● RECORDS
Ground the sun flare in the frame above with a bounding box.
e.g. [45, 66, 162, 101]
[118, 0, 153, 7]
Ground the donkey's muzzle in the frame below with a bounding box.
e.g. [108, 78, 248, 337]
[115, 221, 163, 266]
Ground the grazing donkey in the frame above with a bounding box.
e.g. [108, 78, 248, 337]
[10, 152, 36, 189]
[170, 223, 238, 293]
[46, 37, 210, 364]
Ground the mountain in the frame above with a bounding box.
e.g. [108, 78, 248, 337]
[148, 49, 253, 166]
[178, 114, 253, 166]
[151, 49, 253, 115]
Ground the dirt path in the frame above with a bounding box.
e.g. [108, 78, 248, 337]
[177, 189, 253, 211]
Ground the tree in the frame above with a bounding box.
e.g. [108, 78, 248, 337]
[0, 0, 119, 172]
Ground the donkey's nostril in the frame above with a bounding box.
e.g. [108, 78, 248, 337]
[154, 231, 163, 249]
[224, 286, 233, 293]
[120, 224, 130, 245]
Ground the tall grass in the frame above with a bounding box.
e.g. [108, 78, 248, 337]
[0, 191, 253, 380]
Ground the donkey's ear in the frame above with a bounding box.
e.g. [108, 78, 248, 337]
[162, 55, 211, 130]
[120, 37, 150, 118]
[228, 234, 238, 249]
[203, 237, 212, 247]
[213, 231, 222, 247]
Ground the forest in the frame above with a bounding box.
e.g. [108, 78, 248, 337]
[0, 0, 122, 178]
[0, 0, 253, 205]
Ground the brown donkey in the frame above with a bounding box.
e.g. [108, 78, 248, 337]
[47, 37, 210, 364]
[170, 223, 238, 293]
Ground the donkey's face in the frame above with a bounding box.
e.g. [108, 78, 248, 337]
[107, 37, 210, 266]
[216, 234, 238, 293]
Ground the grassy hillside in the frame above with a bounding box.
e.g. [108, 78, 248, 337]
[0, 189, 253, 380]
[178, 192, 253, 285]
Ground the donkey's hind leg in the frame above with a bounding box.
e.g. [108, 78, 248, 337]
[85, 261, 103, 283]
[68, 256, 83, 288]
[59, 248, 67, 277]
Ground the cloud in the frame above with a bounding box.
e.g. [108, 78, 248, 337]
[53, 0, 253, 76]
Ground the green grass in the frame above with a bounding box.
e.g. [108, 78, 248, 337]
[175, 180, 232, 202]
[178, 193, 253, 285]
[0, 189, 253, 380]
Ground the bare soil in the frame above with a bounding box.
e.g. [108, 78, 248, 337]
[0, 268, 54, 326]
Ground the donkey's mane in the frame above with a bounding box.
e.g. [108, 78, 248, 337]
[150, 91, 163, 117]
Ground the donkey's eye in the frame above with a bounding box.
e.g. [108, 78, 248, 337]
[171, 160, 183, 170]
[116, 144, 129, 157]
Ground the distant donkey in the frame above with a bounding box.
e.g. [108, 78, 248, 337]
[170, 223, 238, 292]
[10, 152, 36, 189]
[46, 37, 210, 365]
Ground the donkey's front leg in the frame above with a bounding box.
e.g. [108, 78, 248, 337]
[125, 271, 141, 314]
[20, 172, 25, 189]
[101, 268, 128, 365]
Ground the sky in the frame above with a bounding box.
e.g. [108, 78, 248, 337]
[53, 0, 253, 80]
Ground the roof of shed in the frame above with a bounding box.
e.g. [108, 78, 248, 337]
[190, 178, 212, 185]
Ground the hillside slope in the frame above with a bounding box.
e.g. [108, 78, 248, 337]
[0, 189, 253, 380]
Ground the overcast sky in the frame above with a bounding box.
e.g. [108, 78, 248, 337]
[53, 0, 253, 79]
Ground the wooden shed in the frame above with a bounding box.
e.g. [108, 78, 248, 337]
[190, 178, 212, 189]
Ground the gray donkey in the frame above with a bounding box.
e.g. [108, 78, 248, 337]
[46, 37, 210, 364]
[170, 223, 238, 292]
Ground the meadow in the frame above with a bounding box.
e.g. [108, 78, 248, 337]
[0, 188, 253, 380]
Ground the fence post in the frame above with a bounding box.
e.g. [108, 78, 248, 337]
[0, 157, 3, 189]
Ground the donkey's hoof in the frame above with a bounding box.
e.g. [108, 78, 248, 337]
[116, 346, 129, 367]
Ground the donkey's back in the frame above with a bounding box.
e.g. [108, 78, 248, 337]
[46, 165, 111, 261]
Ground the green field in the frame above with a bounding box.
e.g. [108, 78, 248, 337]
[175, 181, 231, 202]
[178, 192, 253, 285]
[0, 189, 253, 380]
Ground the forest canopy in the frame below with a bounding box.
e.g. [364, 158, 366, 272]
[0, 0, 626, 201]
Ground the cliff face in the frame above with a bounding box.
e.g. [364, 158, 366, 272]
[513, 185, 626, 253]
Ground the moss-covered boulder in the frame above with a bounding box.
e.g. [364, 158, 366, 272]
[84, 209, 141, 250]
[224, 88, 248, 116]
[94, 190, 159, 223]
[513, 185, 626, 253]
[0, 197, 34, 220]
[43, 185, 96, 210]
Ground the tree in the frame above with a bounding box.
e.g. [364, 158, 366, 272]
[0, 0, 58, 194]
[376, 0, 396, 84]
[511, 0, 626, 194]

● GOAL
Could you turn the lines from the one containing "Ground the overcast" through the one containing "[0, 0, 626, 201]" into a numbered list, leaving out any blank lines?

● FULL ANSWER
1. Ground the overcast sky in the frame above with a bounding box.
2. e.g. [108, 78, 248, 337]
3. [53, 0, 253, 79]
4. Ground the wooden shed in the frame above with a bounding box.
5. e.g. [108, 78, 248, 337]
6. [190, 178, 212, 189]
7. Ground the gray donkey in the frame above with a bounding box.
8. e.g. [108, 78, 248, 337]
9. [46, 37, 210, 364]
10. [170, 223, 238, 292]
11. Ground the meadow in the frame above with a bounding box.
12. e.g. [108, 78, 248, 337]
13. [0, 188, 253, 380]
14. Ground the fence post in the frame above with a bounding box.
15. e.g. [108, 78, 248, 337]
16. [0, 157, 3, 189]
17. Ground the donkey's hoof in the frame above with a bounding box.
18. e.g. [108, 78, 248, 337]
19. [116, 346, 129, 367]
20. Ground the donkey's back in the frame above with a bounding box.
21. e.g. [108, 78, 248, 337]
22. [46, 165, 111, 261]
23. Ground the green field in the frame above with a bounding box.
24. e.g. [108, 78, 248, 337]
25. [175, 181, 231, 202]
26. [178, 192, 253, 285]
27. [0, 189, 253, 380]
28. Ground the forest canopy in the frame below with a bounding box.
29. e.g. [364, 158, 366, 272]
30. [0, 0, 626, 201]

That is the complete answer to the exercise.